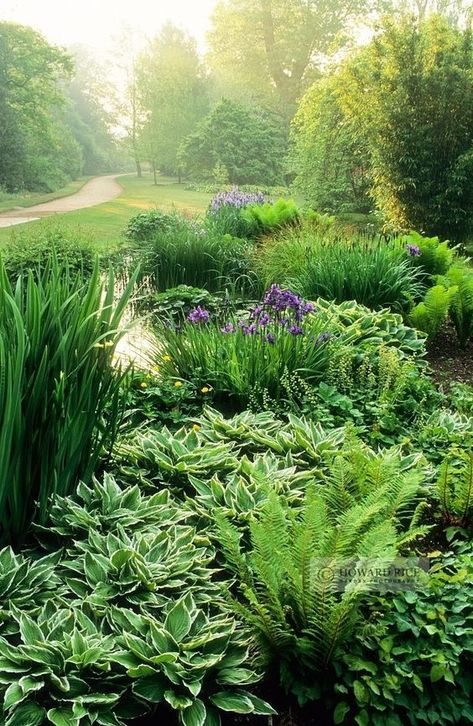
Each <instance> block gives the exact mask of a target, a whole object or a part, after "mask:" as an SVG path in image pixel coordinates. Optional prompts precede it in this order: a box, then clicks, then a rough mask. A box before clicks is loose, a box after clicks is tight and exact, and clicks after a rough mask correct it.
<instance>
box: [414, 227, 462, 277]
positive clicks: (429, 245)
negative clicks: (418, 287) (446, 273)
mask: <svg viewBox="0 0 473 726" xmlns="http://www.w3.org/2000/svg"><path fill="white" fill-rule="evenodd" d="M400 242H401V243H402V244H404V245H412V246H414V247H418V248H419V252H420V254H419V255H418V256H413V257H412V258H411V262H412V264H414V265H416V266H417V267H420V268H421V270H422V271H423V272H424V273H425V275H427V276H433V275H445V274H446V273H447V270H448V269H449V267H450V266H451V264H452V262H453V259H454V255H455V251H454V250H453V249H452V248H451V247H450V246H449V244H450V243H449V242H448V240H446V241H445V242H440V240H439V238H438V237H424V236H423V235H421V234H419V233H418V232H410V233H409V234H408V235H404V236H403V237H401V238H400Z"/></svg>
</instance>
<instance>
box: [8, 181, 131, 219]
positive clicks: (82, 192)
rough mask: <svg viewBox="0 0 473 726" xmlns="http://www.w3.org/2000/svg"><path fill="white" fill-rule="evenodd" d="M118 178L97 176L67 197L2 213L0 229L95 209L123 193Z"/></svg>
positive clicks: (85, 183) (88, 181)
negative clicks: (51, 216)
mask: <svg viewBox="0 0 473 726" xmlns="http://www.w3.org/2000/svg"><path fill="white" fill-rule="evenodd" d="M118 176H120V174H108V175H107V176H97V177H95V179H91V180H90V181H88V182H86V183H85V184H84V186H83V187H82V189H79V191H78V192H76V193H75V194H71V195H70V196H69V197H62V198H61V199H53V201H51V202H45V203H44V204H36V205H35V206H34V207H25V208H24V209H21V210H20V209H18V208H17V209H11V210H10V211H9V212H4V213H3V214H0V227H12V226H13V225H16V224H24V223H25V222H32V221H33V220H34V219H40V218H41V217H47V216H49V215H50V214H60V213H62V212H73V211H75V210H76V209H85V208H86V207H95V206H96V205H97V204H103V203H104V202H109V201H111V200H112V199H115V198H116V197H118V196H120V194H121V193H122V191H123V189H122V187H121V186H120V185H119V183H118V182H117V181H116V179H117V177H118Z"/></svg>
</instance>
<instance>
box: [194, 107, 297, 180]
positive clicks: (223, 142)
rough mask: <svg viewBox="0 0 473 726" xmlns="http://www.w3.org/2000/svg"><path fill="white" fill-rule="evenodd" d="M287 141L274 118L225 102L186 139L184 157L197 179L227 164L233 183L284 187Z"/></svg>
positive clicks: (207, 178) (225, 165)
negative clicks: (256, 184)
mask: <svg viewBox="0 0 473 726" xmlns="http://www.w3.org/2000/svg"><path fill="white" fill-rule="evenodd" d="M284 153H285V138H284V134H283V131H282V129H281V126H280V123H278V120H277V118H276V117H274V116H273V115H270V114H267V113H265V112H263V111H261V110H253V109H250V108H248V107H245V106H242V105H239V104H237V103H234V102H232V101H228V100H226V99H223V100H222V101H220V102H219V103H218V104H217V105H216V106H215V107H214V108H213V110H212V111H211V113H210V114H209V115H208V116H207V117H206V118H205V119H204V120H203V121H202V122H201V124H200V125H199V126H198V127H197V129H196V130H195V131H194V132H193V133H192V134H191V135H190V136H189V137H188V138H187V139H186V141H185V143H184V144H183V147H182V149H181V152H180V158H181V160H182V162H183V164H184V167H185V169H186V171H187V173H188V174H190V175H191V176H192V177H194V178H198V179H199V178H200V179H204V180H210V179H213V178H214V169H215V166H216V164H220V165H223V166H224V167H225V169H226V170H227V172H228V178H229V181H230V183H231V184H266V185H278V184H282V180H283V166H282V161H283V157H284Z"/></svg>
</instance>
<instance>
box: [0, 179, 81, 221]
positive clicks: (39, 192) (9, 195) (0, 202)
mask: <svg viewBox="0 0 473 726" xmlns="http://www.w3.org/2000/svg"><path fill="white" fill-rule="evenodd" d="M89 179H90V177H89V176H82V177H80V179H76V180H75V181H71V182H69V184H67V185H66V186H65V187H61V189H58V190H57V191H55V192H50V193H49V194H48V193H45V192H22V193H21V194H8V193H7V192H0V212H10V211H11V210H12V209H16V208H23V209H24V208H25V207H33V206H34V205H35V204H44V202H52V201H53V199H61V198H62V197H68V196H69V195H70V194H75V193H76V192H78V191H79V189H81V188H82V187H83V186H84V184H85V183H86V181H88V180H89Z"/></svg>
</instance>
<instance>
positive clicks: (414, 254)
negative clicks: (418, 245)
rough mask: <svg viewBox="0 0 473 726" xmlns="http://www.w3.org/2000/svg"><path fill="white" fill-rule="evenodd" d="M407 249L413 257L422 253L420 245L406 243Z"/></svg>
mask: <svg viewBox="0 0 473 726" xmlns="http://www.w3.org/2000/svg"><path fill="white" fill-rule="evenodd" d="M406 250H407V251H408V252H409V254H410V256H411V257H420V256H421V254H422V252H421V251H420V247H419V246H418V245H406Z"/></svg>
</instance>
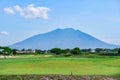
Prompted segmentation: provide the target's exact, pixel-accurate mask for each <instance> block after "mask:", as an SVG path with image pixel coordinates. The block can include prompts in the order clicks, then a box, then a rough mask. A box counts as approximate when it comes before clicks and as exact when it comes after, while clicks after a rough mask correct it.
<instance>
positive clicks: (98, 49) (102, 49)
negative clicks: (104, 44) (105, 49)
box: [95, 48, 103, 53]
mask: <svg viewBox="0 0 120 80" xmlns="http://www.w3.org/2000/svg"><path fill="white" fill-rule="evenodd" d="M102 51H103V49H102V48H96V49H95V52H97V53H100V52H102Z"/></svg>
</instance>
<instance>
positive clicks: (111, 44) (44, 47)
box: [10, 28, 118, 50]
mask: <svg viewBox="0 0 120 80" xmlns="http://www.w3.org/2000/svg"><path fill="white" fill-rule="evenodd" d="M10 47H12V48H17V49H23V48H26V49H44V50H47V49H51V48H55V47H57V48H62V49H64V48H74V47H80V48H116V47H118V46H116V45H112V44H108V43H105V42H103V41H101V40H98V39H97V38H95V37H93V36H91V35H89V34H86V33H84V32H81V31H79V30H74V29H72V28H66V29H56V30H53V31H51V32H48V33H44V34H38V35H35V36H33V37H30V38H28V39H25V40H24V41H21V42H18V43H15V44H13V45H11V46H10Z"/></svg>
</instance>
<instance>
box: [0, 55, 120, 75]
mask: <svg viewBox="0 0 120 80" xmlns="http://www.w3.org/2000/svg"><path fill="white" fill-rule="evenodd" d="M71 73H72V74H74V75H120V58H119V57H117V58H34V57H33V58H11V59H0V75H6V74H7V75H11V74H17V75H21V74H22V75H23V74H41V75H42V74H62V75H70V74H71Z"/></svg>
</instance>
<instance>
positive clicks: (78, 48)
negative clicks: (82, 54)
mask: <svg viewBox="0 0 120 80" xmlns="http://www.w3.org/2000/svg"><path fill="white" fill-rule="evenodd" d="M71 53H72V54H74V55H79V54H81V53H82V52H81V50H80V48H78V47H76V48H74V49H72V51H71Z"/></svg>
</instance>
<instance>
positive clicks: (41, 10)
mask: <svg viewBox="0 0 120 80" xmlns="http://www.w3.org/2000/svg"><path fill="white" fill-rule="evenodd" d="M4 11H5V12H6V13H7V14H17V13H18V14H19V15H20V16H22V17H24V18H27V19H31V18H42V19H48V12H49V11H50V8H48V7H35V5H34V4H30V5H28V6H26V7H21V6H19V5H15V6H12V7H7V8H4Z"/></svg>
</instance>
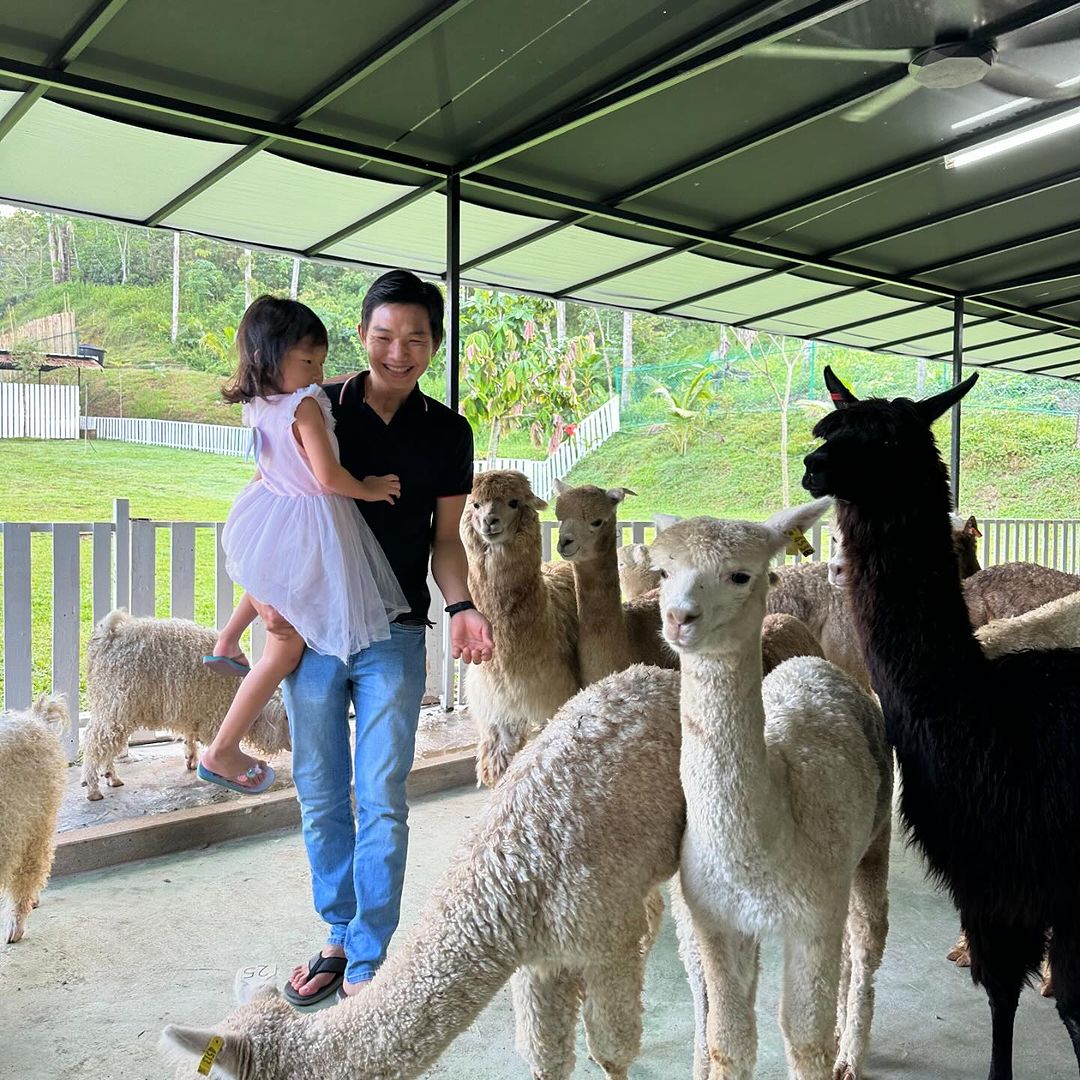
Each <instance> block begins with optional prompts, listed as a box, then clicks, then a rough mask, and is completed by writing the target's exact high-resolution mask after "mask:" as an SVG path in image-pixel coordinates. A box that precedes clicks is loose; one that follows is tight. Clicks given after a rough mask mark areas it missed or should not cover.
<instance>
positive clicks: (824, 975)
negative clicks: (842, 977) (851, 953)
..........
__WORK INSTRUCTIONS__
Reproduce the lines from the one with "Each <instance> block begins" to the end of the data exactly, leaving out every earlier line.

__RESPONSE__
Each <instance> block begins with optional prompts, listed as a box, then clicks, then a rough mask, and is completed by writing the target's exact high-resolution mask after "mask:" as an SVG path in image-pixel coordinates. A box that precedes clicks is loose; one that follows is tight. Clicks given after a rough mask mark areas it missed or should not cover.
<instance>
positive clicks: (824, 975)
negative clicks: (842, 977) (851, 953)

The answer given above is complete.